WRITTEN INSTRUCTION >>
Please copy the records from the line holding "Question. The photograph above contains instances of the blue" through the end of the records, both ends included, swapping "rocky hillside" for "grassy hillside" and leaving everything else unchanged.

RECORDS FOR PROCESSING >>
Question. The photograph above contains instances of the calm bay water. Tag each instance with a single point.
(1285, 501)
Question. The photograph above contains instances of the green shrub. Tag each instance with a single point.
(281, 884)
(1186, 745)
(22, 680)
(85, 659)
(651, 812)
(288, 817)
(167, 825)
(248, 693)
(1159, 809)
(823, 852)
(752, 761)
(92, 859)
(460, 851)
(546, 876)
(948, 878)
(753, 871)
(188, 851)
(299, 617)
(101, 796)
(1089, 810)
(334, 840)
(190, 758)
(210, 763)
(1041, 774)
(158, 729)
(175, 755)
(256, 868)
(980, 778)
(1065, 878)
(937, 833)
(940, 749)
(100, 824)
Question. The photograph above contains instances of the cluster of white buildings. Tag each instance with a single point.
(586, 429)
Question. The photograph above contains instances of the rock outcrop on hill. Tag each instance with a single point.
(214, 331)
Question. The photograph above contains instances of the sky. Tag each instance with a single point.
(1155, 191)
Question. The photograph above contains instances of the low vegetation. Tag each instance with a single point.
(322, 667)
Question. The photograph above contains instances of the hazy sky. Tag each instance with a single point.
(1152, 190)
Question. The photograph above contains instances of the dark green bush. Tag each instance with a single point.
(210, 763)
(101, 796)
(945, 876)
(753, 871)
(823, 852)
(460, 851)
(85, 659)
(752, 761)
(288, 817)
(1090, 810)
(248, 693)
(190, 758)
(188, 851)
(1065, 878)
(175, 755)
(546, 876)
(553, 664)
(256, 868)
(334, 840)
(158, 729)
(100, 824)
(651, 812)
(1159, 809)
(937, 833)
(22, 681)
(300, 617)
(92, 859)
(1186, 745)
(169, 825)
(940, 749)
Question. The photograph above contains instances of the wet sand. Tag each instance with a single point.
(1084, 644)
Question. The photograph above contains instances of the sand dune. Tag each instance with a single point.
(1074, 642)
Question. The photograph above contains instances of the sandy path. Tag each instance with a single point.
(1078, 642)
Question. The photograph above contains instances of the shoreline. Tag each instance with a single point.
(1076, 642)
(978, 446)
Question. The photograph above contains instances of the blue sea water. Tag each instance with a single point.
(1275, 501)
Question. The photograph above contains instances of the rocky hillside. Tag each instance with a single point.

COMPLETED EXERCISE >>
Question. The photograph above contains instances of the blue sea water. Tag each instance with a single point.
(1275, 501)
Question. The photograph above contains instances of the grassy hillside. Tag each instance with a single point.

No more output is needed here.